Teks Bacaan:
Menantang Tangga Seribu Menuju Air Terjun Bulan


Nb: kenangan bersama teman – teman FLP Unhas di TOWR IV Malino.
***
Forum Lingkar Pena ranting Unhas
Cerita ini, jika baru kutulis sekarang memang sudah agak basi (tapi kalau dipanasin ulang mungkin masih bisa sedikit enak, hehe).
Kejadiannya Desember tahun lalu. Tentang kisah anak-anak FLP di Malino. Hari itu adalah perekrutan anggota baru Forum Lingkar Pena ranting Unhas.
Setelah memenuhi beberapa persyaratan untuk ikut TOWR (Training of Writing and Recruitment) Malino yaitu buat cerpen, essay, 4 kali sekolah menulis di Lt3 dan 100ribuan. akhirnya  tepat hari sabtu pagi 1 Desember 2012 kami berangkat ke Malino Kab.Gowa. kami akan stay di Malino selama 1 malam 2 hari. Yah Sabtu dan Minggu.
sekolah menulis di Lt3
Para peserta menggunakan jasa bus kampus, sedangkan panitia naik pete-pete dan sebagian lagi naik motor. Ini kali pertama aku ke Malino, dan kali pertama ini bersama anak – anak FLP unhas. Baiklah, dan akan kumulai bercerita.
***
Kami sampai di Malino sekitar pukul 3 sore, makan siang lah kita, lalu pembukaan TOWR, dapat materi pertama dari kak Nendenk tentang ke-FLP-an, dan bla bla bla sampailah kita di malam bedah karya. Cerpen semua peserta di bedah, di pisau-pisau, di keluarkan semua isi perutnya. Malu sih sebenarnya, cerpen di baca sama kakak-kakak FLP yang sudah berpengalaman dalam dunia tulis menulis.
malam bedah karya
Satu lagi Yang paling memalukan  malam itu. Di games yang di tutori sama kak Isma, saya menjadi orang yang pertama kalah. Yah taulah kalau kalah pasti dapat hukuman. Ya ampun, saya naik kedepan dan disuruh membuat kata-kata seperti berpuisi dan kata-kata yang harus digunakan adalah kata yang berkaitan dengan  benda yang diberikan panitia.
Benda pertama yang diberikan adalah sebungkus saos kacang. Apa coba puisi yang cocok untuk sebuah saos kacang?

Instruksi Soal 1:
Temukan semua baris data yang mengandung kata "bottle", lalu salin baris-baris tersebut. Perhatikan bahwa huruf besar dan huruf kecil dibedakan.
Teks bacaan di atas dan baris data sesudahnya adalah dua bahan yang berdiri sendiri.

Data yang Ditampilkan:
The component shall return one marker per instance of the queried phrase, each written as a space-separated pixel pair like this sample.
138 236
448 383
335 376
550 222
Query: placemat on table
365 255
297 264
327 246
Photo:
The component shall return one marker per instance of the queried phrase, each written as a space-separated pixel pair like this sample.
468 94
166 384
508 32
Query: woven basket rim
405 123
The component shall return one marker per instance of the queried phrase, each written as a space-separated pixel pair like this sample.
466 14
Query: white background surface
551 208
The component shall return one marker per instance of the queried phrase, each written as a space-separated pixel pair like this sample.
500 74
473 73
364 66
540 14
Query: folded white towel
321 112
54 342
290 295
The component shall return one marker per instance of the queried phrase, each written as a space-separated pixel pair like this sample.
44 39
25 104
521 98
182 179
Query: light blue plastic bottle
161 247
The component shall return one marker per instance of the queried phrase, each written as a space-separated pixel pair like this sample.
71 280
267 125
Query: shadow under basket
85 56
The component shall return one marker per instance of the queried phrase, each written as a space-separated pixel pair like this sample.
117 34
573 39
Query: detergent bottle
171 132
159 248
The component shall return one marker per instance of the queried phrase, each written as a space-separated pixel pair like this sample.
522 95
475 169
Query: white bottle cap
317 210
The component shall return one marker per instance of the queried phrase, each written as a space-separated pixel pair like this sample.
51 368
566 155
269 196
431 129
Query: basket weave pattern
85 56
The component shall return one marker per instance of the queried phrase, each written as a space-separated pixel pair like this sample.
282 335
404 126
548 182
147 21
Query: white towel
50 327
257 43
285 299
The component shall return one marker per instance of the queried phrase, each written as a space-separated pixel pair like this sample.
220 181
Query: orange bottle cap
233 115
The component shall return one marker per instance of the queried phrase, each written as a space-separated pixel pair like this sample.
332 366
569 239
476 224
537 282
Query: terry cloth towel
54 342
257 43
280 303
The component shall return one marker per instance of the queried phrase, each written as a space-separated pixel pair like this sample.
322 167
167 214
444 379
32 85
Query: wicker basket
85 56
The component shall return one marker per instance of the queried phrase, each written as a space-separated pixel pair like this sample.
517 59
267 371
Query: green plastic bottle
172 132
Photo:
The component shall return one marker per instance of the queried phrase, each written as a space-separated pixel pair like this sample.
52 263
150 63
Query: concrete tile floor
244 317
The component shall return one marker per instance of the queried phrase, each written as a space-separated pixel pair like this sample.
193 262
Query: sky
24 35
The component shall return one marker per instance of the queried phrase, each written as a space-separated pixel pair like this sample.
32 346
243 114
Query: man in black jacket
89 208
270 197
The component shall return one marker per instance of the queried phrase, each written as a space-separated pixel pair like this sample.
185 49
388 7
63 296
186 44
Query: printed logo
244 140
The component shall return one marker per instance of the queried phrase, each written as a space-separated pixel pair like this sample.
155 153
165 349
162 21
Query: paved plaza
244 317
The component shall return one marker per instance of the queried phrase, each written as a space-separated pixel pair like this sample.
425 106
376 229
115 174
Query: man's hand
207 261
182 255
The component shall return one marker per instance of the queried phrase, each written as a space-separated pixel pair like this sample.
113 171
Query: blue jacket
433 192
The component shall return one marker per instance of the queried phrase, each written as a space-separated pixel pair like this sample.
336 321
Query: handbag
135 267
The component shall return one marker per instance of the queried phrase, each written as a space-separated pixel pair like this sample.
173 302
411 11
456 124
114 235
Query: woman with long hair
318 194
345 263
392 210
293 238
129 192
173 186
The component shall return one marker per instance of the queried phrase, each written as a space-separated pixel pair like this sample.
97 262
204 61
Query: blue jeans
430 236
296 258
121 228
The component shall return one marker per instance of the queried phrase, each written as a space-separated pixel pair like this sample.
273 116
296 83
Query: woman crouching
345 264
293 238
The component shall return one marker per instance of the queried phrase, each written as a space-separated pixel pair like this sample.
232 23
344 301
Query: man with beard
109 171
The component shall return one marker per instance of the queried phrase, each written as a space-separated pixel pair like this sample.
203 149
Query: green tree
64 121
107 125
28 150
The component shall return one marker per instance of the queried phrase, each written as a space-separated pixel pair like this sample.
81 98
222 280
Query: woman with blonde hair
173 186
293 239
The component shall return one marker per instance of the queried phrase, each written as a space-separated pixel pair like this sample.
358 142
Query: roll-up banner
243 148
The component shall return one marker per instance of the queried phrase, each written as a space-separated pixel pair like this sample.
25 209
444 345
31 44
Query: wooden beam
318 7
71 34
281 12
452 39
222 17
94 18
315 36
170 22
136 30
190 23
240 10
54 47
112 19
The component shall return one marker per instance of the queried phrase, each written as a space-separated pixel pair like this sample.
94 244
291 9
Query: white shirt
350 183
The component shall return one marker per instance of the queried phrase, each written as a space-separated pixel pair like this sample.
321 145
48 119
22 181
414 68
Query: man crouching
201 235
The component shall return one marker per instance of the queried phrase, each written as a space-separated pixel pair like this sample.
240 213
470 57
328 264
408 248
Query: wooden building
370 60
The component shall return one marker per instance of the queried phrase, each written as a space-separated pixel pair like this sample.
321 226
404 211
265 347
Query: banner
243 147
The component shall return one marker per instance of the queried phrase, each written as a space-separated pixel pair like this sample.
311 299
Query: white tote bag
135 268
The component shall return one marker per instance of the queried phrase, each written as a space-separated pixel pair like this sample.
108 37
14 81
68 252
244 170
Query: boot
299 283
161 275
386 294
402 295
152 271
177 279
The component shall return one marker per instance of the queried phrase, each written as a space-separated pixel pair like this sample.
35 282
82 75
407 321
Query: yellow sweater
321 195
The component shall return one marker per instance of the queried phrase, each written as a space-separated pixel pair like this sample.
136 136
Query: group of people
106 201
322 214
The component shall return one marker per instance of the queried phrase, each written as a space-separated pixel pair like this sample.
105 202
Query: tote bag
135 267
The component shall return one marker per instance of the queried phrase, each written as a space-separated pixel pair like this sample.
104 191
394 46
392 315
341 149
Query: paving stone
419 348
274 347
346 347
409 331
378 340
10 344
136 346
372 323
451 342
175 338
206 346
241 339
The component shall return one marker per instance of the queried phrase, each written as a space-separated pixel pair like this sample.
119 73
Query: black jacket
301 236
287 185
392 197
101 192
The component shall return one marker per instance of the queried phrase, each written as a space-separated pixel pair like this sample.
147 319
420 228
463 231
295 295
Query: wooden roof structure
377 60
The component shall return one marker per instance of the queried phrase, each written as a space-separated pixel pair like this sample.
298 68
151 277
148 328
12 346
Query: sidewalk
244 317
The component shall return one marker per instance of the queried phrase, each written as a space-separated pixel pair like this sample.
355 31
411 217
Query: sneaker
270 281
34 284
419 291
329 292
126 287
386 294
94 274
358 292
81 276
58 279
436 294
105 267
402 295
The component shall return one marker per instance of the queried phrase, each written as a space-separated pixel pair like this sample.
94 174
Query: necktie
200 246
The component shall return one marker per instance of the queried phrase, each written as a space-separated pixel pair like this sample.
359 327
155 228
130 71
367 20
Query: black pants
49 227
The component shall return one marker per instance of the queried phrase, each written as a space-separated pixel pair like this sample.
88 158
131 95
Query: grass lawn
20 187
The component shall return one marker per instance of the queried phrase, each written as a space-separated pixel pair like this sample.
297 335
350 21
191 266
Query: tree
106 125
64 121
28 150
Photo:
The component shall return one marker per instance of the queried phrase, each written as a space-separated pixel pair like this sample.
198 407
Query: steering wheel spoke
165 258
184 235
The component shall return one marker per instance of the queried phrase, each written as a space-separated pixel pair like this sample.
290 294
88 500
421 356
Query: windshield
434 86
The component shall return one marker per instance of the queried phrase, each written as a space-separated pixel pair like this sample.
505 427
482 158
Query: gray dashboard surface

Instruksi Soal 2:
Sunting bagian teks bacaan yang diawali kata-kata "Nb: kenangan bersama" dan diakhiri "sedikit enak, hehe).", lalu tuliskan kembali bagian itu dengan mengganti "basi" menjadi "usang".

Kunci Jawaban 1:
Query: light blue plastic bottle
Query: detergent bottle
Query: white bottle cap
Query: orange bottle cap
Query: green plastic bottle

Kunci Jawaban 2:
Nb: kenangan bersama teman – teman FLP Unhas di TOWR IV Malino.
***
Forum Lingkar Pena ranting Unhas
Cerita ini, jika baru kutulis sekarang memang sudah agak usang (tapi kalau dipanasin ulang mungkin masih bisa sedikit enak, hehe).